- [Given problem]: Can you copy out all of the data below word for word, with every line unchanged?

== Information provided

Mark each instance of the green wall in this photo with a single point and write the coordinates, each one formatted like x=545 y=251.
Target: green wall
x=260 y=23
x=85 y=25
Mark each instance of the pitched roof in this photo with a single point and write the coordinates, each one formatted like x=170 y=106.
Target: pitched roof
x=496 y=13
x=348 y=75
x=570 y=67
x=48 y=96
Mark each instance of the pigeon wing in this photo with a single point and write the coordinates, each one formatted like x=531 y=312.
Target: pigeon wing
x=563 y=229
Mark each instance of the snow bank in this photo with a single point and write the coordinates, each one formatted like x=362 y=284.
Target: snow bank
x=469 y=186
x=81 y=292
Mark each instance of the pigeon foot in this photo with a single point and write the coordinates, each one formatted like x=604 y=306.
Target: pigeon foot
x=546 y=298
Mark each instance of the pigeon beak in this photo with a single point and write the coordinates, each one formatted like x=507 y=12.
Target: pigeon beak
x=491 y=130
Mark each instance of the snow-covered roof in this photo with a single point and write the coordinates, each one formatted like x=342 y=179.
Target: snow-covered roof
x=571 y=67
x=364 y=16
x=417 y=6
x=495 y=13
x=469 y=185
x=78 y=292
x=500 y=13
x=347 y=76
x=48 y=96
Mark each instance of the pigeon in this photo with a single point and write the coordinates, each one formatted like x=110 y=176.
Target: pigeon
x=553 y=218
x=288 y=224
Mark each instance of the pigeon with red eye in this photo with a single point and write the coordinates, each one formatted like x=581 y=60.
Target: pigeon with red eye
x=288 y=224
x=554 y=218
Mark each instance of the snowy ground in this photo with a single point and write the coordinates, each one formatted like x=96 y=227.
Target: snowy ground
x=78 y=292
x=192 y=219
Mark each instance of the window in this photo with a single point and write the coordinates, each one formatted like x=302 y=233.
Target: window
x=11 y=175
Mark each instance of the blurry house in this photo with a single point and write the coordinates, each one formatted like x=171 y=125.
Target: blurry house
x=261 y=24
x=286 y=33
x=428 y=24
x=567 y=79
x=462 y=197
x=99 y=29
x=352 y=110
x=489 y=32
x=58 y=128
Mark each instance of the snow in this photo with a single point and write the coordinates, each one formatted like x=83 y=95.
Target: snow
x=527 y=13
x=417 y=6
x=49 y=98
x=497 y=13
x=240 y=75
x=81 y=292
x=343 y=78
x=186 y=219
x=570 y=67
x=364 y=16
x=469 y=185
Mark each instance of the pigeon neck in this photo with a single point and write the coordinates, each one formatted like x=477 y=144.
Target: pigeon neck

====

- [Result below]:
Mark each instance of the green wall in this photo with a single point and write the coordinates, each one formatted like x=545 y=251.
Target: green wall
x=260 y=23
x=85 y=25
Mark each instance of the pitched roof in this photo with a single point and write the coordinates, each one formatted like x=170 y=106.
Target: pitched roof
x=496 y=13
x=348 y=75
x=570 y=67
x=48 y=96
Mark each instance of the pigeon wing in this photo with a single point and write the coordinates, each one formatted like x=531 y=312.
Target: pigeon wing
x=563 y=229
Mark each instance of the snow bank in this photo with a single point and write the coordinates, each one formatted like x=362 y=284.
Target: snow bank
x=469 y=186
x=81 y=292
Mark each instance of the pigeon foot in this photo with a single point and write the coordinates, each one formatted like x=604 y=306.
Target: pigeon foot
x=546 y=298
Mark each instance of the pigeon beak in this photo with a single point and write the coordinates, each one formatted like x=507 y=12.
Target: pigeon beak
x=491 y=130
Mark each instance of the snow-covered roof in this photo with a single point and write the coordinates, each one formatted like x=342 y=179.
Target: snow-covered roof
x=571 y=67
x=364 y=16
x=417 y=6
x=495 y=13
x=469 y=185
x=78 y=292
x=500 y=13
x=347 y=76
x=48 y=96
Mark each instance of the pigeon in this photo with a single point and write the coordinates, each one formatted like x=110 y=176.
Target: pigeon
x=553 y=218
x=288 y=224
Mark each instance of the pigeon with red eye in this photo with a single point and write the coordinates, each one formatted like x=581 y=60.
Target: pigeon with red eye
x=288 y=224
x=554 y=218
Mark each instance of the snowy ground in this photo with a single point and write the coordinates, each one formatted like x=96 y=227.
Target: snowy ground
x=78 y=292
x=192 y=219
Mark each instance of the window in this photo with a single point and write the coordinates, each one formatted like x=302 y=233.
Target: window
x=11 y=175
Mark each instance of the blurry house in this photo with a single point and write the coordinates, each one formatted like x=171 y=125.
Target: blurry house
x=261 y=24
x=286 y=33
x=428 y=24
x=567 y=79
x=462 y=197
x=99 y=29
x=352 y=110
x=489 y=32
x=58 y=128
Mark each instance of the snow in this photo with a single point and write the coordinates, each one formatted like x=83 y=95.
Target: snow
x=527 y=13
x=417 y=6
x=49 y=98
x=497 y=13
x=240 y=75
x=81 y=292
x=343 y=78
x=186 y=219
x=570 y=67
x=364 y=16
x=469 y=185
Mark each instance of the pigeon neck in this photo with a single point and write the coordinates, each one formatted like x=477 y=144.
Target: pigeon neck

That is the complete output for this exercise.